Objective
Pick out each line of the listing below that has the word "corrugated" in it, and copy those lines out.

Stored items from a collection
-- Start --
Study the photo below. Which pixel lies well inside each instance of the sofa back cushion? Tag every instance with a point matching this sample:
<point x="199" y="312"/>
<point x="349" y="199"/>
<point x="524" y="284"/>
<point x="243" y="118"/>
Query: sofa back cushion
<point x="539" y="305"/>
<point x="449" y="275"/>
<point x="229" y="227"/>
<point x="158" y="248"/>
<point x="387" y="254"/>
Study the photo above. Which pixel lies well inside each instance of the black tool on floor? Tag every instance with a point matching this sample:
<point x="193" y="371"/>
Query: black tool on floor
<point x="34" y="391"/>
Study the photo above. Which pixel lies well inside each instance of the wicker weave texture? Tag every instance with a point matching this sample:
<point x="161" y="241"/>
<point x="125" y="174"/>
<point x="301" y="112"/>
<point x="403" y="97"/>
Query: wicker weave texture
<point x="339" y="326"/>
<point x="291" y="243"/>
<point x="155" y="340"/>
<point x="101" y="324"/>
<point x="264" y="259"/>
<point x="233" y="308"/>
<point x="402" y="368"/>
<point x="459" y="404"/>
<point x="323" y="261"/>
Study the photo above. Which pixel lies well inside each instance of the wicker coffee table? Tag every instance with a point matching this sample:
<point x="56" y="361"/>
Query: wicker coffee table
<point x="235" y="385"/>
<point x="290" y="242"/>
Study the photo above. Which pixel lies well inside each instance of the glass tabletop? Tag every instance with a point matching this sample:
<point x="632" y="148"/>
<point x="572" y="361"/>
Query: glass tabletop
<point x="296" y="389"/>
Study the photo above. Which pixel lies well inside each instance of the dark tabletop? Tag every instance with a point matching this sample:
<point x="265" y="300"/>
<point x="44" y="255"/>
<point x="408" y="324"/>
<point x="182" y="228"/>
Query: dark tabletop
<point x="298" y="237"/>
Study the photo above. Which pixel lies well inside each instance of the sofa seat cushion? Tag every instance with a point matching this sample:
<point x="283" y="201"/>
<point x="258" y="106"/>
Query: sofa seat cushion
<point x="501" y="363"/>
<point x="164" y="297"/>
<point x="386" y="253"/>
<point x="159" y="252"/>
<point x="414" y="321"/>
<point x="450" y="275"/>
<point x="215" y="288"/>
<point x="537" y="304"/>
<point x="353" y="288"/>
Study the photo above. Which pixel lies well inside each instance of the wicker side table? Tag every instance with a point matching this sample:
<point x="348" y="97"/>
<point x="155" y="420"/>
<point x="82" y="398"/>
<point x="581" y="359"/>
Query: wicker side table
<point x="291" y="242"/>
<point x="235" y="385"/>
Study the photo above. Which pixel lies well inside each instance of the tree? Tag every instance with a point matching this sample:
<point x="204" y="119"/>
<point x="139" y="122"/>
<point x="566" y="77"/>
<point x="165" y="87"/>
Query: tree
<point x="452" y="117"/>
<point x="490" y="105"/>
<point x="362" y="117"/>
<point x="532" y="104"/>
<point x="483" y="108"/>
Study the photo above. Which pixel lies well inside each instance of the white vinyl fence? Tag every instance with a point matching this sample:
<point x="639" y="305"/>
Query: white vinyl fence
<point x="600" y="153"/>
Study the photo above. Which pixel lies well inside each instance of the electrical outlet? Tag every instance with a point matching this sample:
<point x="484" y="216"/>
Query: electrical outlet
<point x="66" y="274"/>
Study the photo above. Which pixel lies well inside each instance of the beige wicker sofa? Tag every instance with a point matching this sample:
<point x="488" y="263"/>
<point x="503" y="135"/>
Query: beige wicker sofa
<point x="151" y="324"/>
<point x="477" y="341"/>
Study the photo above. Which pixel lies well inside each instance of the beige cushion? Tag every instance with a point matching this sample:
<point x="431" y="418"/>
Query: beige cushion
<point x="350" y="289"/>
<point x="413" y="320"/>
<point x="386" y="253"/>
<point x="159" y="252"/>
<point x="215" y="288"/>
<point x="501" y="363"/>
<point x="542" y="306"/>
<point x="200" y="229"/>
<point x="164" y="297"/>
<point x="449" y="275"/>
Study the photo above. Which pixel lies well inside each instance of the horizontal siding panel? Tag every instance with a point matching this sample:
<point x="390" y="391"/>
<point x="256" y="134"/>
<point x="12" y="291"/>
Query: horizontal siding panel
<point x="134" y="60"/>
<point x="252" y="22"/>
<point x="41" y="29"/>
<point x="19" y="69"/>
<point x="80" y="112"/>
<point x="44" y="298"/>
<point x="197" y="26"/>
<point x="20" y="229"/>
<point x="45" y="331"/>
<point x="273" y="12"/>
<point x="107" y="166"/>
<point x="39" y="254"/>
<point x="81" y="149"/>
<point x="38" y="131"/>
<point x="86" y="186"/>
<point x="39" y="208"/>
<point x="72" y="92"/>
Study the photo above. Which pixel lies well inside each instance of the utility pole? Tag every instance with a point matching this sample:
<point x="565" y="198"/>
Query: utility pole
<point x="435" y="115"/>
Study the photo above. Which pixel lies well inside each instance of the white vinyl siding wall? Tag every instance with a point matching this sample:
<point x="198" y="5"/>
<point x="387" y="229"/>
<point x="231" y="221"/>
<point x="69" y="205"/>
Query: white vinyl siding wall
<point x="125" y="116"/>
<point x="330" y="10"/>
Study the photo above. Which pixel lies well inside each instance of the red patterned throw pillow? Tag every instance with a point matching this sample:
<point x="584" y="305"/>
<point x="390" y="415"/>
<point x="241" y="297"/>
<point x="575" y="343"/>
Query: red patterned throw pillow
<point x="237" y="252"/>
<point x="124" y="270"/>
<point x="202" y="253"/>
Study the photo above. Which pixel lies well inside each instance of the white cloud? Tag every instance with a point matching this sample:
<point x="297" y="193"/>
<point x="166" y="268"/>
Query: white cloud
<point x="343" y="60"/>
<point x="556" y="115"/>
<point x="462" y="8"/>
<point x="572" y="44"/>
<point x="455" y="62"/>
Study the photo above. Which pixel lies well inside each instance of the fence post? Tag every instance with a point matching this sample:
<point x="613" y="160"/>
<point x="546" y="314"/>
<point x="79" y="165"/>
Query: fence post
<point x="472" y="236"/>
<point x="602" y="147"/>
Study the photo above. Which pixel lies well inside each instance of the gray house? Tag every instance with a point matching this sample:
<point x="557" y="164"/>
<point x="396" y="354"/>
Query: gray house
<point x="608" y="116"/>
-- End --
-- Start --
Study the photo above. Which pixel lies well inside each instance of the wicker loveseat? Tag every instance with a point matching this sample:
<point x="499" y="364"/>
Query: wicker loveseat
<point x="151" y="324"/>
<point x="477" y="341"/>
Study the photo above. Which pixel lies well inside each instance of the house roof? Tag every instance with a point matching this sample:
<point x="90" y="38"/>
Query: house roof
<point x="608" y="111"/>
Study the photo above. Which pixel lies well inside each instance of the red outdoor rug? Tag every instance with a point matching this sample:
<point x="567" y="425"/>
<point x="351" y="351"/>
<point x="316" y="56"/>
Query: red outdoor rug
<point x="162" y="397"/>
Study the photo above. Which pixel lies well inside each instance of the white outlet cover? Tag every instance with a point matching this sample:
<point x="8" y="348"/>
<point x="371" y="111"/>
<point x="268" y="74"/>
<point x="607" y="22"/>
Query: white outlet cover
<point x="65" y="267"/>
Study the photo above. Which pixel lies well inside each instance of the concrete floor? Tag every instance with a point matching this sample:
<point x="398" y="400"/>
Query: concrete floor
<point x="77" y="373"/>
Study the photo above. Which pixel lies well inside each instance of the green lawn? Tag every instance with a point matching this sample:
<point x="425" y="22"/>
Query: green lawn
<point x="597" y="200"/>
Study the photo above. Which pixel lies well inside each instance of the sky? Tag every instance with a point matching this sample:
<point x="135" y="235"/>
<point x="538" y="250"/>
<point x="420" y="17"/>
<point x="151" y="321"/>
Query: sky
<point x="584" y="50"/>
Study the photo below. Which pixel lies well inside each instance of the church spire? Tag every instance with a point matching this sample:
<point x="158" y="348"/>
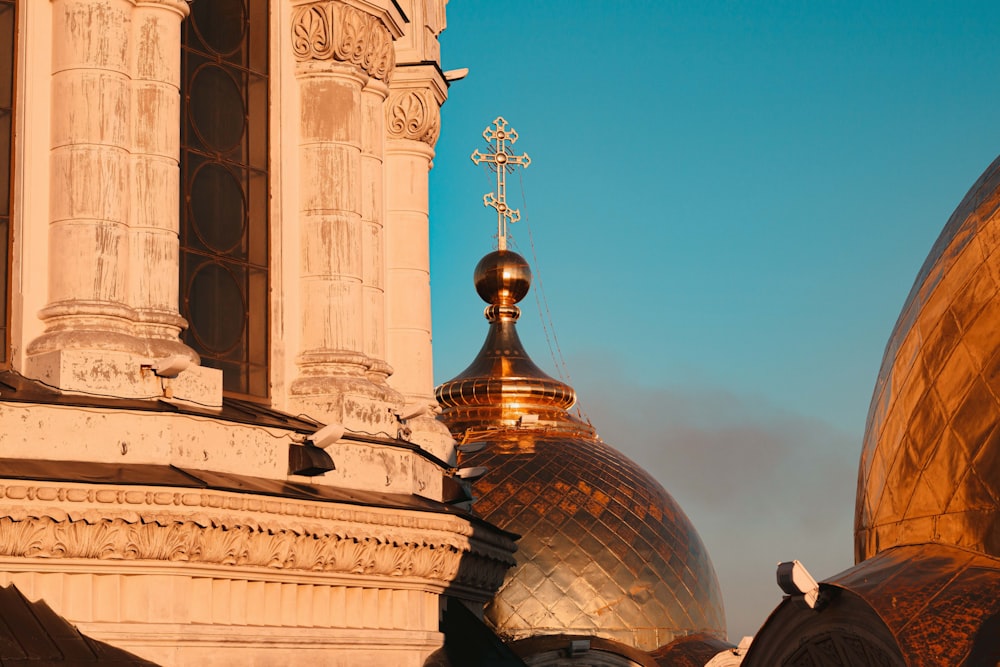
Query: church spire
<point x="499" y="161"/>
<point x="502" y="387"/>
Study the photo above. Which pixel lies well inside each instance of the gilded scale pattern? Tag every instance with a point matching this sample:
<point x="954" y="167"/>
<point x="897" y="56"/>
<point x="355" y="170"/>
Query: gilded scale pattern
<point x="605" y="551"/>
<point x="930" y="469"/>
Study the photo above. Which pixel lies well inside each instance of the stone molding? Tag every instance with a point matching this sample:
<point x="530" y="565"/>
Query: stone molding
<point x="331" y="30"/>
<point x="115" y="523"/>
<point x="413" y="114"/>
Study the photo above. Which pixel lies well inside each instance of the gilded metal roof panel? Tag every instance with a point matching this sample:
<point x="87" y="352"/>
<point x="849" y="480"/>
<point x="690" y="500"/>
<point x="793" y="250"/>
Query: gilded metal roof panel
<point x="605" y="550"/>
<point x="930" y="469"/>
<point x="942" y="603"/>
-- End --
-- Start --
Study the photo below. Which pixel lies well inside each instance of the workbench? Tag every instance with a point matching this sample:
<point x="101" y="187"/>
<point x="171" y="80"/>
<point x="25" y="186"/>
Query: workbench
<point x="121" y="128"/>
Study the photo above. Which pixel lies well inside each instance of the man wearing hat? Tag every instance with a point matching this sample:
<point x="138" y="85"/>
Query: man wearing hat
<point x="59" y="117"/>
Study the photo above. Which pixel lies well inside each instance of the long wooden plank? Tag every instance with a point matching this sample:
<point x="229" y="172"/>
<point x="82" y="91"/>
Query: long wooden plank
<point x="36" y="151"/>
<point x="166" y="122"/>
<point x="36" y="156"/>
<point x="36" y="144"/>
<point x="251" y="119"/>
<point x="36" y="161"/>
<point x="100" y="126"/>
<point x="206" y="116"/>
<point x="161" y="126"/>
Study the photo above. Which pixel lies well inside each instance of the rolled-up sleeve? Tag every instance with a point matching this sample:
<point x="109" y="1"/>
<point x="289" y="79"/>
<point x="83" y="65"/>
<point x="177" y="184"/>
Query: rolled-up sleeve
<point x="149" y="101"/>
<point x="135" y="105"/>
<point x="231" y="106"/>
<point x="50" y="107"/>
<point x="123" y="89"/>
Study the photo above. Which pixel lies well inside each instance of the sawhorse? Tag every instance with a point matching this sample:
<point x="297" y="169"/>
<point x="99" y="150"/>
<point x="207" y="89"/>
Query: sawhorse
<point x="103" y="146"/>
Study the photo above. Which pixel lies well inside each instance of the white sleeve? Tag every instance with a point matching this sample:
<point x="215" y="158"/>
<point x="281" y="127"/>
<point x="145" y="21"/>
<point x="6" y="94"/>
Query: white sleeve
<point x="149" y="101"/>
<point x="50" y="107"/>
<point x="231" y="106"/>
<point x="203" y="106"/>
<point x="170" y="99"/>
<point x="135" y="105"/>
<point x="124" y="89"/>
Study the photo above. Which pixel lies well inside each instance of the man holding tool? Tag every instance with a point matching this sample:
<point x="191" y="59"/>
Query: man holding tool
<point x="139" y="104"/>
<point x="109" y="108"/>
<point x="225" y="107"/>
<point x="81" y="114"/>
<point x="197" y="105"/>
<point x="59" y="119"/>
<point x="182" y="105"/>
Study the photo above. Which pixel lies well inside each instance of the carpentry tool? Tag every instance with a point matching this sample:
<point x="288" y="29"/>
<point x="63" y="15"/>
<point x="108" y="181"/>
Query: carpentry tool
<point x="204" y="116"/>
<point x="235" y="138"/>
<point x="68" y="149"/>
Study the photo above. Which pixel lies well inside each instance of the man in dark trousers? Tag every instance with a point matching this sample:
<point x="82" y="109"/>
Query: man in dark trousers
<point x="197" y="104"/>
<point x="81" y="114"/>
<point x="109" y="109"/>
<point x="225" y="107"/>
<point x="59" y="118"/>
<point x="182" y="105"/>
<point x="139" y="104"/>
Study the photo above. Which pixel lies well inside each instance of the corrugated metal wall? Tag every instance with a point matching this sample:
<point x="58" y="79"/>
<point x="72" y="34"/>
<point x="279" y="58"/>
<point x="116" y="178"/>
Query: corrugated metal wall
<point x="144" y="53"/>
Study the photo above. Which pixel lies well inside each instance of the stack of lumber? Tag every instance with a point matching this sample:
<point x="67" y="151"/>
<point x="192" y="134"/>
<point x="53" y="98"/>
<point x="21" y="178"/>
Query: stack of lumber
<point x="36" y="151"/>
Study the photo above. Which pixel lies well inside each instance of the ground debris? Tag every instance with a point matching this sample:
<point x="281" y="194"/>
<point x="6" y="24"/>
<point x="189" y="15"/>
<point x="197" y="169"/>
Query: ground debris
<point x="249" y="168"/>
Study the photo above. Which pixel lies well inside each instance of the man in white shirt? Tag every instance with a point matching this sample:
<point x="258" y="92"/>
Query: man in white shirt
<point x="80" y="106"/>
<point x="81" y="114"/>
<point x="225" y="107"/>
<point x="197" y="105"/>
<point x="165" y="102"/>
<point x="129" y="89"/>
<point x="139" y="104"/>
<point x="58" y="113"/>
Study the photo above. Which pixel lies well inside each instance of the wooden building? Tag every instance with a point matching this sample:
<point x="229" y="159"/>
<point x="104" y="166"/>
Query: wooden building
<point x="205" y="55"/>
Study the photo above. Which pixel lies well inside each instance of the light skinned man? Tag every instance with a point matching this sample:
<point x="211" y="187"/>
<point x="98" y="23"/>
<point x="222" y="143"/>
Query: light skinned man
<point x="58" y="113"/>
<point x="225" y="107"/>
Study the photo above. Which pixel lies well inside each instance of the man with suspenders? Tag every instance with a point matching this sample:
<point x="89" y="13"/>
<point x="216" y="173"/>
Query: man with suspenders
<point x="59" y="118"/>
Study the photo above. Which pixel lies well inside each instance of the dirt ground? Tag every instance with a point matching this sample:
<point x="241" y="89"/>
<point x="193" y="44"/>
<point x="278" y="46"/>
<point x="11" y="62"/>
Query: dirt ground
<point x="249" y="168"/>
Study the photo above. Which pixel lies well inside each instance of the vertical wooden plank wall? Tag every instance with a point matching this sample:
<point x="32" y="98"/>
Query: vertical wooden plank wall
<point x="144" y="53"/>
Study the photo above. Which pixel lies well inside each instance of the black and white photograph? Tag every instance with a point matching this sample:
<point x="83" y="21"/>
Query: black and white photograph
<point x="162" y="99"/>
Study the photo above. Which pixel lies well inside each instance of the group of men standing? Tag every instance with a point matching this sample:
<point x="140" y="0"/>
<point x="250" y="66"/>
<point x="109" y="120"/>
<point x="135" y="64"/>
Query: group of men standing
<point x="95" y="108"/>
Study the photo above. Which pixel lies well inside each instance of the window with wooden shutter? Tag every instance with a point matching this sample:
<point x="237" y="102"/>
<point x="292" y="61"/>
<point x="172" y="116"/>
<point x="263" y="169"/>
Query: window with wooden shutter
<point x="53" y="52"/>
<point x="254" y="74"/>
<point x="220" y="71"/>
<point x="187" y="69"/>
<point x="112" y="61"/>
-- End --
Answer to the task
Study the photo above. Which pixel lies well inside each instance of the corrugated metal wall? Tag every instance with a point matching this sample:
Query: corrugated metal wall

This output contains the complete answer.